La Geografía de la España vacía no es sólo algo físico. Se extiende cada vez más al territorio de lo social y educativo, expresión directa de su ausencia de la política
Para la España ombliguista del “todo va bien”, y para los beneficiarios de mil corrupciones y privilegios, la España desierta y la recortada no existen, aunque ambas sigan creciendo día a día.
Tampoco existe para la España esencialista ni apocalíptica, maneras de mirar que todavía alimentan fórmulas de vida y captación de contribuyentes a causas que en el pasado produjeron más sufrimiento opresivo que liberación humanizadora. Existen, pese a ello, las Españas vacías y vaciadas, algo físico y mensurable que los geógrafos y demógrafos, sobre todo, vienen señalando y cartografiando desde hace bastantes años, mientras culmina la etapa de envejecimiento de la pirámide de edades española.

___

TAREA 1 |
Enumera los adjetivos que aparecen inmediatamente después de la palabra «España» o «Españas» en el texto.

___

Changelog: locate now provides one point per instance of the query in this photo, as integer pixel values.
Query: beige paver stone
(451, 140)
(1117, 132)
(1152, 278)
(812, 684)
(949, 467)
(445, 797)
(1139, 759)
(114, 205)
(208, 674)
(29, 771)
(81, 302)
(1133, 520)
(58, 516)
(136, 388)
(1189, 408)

___

TAREA 2 |
Reproduce palabra por palabra el tramo de los registros que va desde su comienzo hasta la línea que contiene «(1133, 520)», ambas incluidas.

RESPUESTA 1 |
vacía, ombliguista, desierta, esencialista, vacías

RESPUESTA 2 |
Changelog: locate now provides one point per instance of the query in this photo, as integer pixel values.
Query: beige paver stone
(451, 140)
(1117, 132)
(1152, 278)
(812, 684)
(949, 467)
(445, 797)
(1139, 759)
(114, 205)
(208, 674)
(29, 771)
(81, 302)
(1133, 520)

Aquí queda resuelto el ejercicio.